▸ Task directions:
Rewrite these lines with "wooden beam" swapped for "steel girder" and everything else left as it is.

▸ Task data:
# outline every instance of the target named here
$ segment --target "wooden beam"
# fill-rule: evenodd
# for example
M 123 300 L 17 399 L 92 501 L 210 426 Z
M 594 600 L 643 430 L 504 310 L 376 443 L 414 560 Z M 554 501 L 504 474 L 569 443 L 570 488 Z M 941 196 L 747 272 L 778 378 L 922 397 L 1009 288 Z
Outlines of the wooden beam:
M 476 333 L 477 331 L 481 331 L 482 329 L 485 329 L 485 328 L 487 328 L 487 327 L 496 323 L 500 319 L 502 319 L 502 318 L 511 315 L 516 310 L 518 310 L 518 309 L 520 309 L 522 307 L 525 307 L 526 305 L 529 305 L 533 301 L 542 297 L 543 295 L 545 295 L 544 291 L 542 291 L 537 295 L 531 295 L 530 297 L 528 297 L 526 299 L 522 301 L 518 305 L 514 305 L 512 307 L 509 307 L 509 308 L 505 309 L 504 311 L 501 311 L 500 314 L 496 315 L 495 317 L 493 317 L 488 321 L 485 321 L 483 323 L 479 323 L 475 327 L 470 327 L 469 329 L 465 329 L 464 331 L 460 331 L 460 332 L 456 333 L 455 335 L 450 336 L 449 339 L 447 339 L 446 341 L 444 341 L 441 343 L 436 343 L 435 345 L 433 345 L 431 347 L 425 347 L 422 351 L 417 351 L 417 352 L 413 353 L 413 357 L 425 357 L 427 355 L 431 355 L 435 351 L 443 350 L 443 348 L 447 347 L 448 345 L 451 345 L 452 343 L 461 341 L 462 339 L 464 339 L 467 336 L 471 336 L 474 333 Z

▸ Final result:
# outline every instance of the target named here
$ segment --target "steel girder"
# fill-rule: evenodd
# for example
M 123 300 L 17 399 L 92 501 L 210 426 Z
M 594 600 L 643 430 L 504 310 L 376 443 L 414 560 Z M 554 501 L 504 474 L 569 443 L 570 488 Z M 941 196 L 747 272 L 778 378 L 922 397 L 1009 288 Z
Outlines of the steel girder:
M 476 333 L 477 331 L 481 331 L 482 329 L 485 329 L 485 328 L 487 328 L 487 327 L 496 323 L 500 319 L 502 319 L 502 318 L 511 315 L 516 310 L 518 310 L 518 309 L 520 309 L 522 307 L 525 307 L 526 305 L 529 305 L 533 301 L 542 297 L 543 295 L 545 295 L 544 291 L 542 291 L 537 295 L 531 295 L 530 297 L 528 297 L 526 299 L 522 301 L 518 305 L 514 305 L 512 307 L 509 307 L 509 308 L 505 309 L 504 311 L 501 311 L 500 314 L 496 315 L 495 317 L 493 317 L 488 321 L 485 321 L 483 323 L 479 323 L 475 327 L 470 327 L 469 329 L 465 329 L 464 331 L 460 331 L 460 332 L 456 333 L 455 335 L 450 336 L 449 339 L 447 339 L 446 341 L 444 341 L 441 343 L 436 343 L 435 345 L 433 345 L 431 347 L 425 347 L 422 351 L 417 351 L 417 352 L 413 353 L 413 357 L 425 357 L 427 355 L 431 355 L 435 351 L 443 350 L 443 348 L 447 347 L 448 345 L 451 345 L 452 343 L 461 341 L 462 339 L 464 339 L 467 336 L 471 336 L 474 333 Z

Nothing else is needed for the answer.